▶ WHAT THE TASK REQUIRES: Determine how many lines in the records below contain the word "white". Reply with the number alone.

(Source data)

****************************************

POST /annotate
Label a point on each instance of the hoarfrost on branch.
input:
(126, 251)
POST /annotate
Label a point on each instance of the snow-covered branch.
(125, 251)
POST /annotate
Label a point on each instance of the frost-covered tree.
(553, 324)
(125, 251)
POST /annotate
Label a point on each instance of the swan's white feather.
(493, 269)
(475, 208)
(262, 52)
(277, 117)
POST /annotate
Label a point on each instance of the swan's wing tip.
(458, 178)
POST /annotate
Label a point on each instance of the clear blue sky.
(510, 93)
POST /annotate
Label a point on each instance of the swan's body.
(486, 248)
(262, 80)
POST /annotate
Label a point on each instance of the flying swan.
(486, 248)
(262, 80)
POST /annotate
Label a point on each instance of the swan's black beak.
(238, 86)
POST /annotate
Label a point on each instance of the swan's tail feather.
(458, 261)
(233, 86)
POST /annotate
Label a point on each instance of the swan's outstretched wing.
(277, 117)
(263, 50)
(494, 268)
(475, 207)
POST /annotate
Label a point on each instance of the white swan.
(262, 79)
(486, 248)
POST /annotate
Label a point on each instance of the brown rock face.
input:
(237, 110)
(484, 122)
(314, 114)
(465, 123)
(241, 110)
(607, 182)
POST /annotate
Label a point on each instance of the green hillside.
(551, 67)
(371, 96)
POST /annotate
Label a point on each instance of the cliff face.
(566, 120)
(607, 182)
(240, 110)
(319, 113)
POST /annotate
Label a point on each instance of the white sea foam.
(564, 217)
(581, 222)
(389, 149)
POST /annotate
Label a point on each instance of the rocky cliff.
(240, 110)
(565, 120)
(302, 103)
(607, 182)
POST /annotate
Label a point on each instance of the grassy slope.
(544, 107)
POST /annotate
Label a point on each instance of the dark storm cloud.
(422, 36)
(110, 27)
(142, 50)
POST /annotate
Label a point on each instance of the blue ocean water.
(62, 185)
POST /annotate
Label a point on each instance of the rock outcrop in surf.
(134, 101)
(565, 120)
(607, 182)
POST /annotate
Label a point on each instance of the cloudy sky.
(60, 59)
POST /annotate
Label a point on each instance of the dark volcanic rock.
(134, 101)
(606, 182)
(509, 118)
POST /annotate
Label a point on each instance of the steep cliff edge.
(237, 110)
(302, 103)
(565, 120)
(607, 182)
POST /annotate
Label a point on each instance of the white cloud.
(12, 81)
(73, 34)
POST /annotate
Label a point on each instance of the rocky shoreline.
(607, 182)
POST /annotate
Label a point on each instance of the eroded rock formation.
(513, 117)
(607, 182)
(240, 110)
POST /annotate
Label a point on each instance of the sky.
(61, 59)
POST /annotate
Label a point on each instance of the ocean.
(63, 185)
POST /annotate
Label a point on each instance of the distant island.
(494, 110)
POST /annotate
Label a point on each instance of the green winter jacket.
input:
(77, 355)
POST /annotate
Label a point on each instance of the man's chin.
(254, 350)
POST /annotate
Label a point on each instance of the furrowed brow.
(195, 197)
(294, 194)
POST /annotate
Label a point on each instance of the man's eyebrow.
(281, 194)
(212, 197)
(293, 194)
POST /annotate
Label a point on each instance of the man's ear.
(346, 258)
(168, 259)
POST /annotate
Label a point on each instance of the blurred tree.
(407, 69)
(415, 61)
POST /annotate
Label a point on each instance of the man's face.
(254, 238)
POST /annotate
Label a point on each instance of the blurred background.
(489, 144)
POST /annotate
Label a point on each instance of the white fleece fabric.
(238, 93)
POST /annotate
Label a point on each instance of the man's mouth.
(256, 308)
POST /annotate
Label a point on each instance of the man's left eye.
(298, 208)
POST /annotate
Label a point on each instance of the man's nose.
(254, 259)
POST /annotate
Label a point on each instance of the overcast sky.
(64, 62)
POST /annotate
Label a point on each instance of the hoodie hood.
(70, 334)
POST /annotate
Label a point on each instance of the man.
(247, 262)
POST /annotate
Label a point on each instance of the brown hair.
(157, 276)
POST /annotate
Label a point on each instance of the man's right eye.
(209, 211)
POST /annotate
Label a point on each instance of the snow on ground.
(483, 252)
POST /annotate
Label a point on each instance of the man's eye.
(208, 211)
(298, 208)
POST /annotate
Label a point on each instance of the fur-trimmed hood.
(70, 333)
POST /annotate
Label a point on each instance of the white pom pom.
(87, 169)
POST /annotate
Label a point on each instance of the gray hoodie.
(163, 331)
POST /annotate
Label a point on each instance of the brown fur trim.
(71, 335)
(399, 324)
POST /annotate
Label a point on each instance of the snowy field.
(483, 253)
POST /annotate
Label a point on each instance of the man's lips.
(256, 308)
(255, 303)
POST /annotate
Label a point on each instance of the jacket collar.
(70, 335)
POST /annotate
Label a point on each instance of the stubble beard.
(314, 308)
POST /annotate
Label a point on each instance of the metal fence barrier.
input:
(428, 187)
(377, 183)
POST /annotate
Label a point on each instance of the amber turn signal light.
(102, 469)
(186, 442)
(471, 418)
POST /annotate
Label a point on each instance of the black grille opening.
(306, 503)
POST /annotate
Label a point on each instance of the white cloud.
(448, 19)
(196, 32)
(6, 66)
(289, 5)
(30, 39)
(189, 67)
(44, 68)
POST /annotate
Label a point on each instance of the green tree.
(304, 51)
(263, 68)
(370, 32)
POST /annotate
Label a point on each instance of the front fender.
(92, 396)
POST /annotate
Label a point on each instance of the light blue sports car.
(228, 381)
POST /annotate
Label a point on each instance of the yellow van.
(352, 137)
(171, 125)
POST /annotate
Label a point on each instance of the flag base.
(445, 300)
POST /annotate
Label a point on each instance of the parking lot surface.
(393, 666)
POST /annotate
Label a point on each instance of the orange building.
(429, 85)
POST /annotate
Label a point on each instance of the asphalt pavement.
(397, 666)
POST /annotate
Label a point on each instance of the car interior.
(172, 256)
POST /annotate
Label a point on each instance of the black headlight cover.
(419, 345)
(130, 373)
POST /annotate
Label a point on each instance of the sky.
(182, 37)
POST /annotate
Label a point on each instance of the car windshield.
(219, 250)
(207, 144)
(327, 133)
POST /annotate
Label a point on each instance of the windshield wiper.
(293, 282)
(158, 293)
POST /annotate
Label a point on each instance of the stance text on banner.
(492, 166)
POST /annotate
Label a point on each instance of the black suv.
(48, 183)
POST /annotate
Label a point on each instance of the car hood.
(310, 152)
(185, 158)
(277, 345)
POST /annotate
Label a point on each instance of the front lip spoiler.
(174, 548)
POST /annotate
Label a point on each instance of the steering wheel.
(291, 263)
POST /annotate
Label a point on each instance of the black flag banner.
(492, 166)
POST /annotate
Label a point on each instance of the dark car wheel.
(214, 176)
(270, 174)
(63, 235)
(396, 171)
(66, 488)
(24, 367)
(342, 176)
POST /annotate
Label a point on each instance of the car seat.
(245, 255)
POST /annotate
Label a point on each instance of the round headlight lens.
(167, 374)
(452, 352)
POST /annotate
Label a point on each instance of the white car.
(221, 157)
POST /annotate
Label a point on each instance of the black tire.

****************************************

▶ ANSWER TO THIS EXERCISE: 8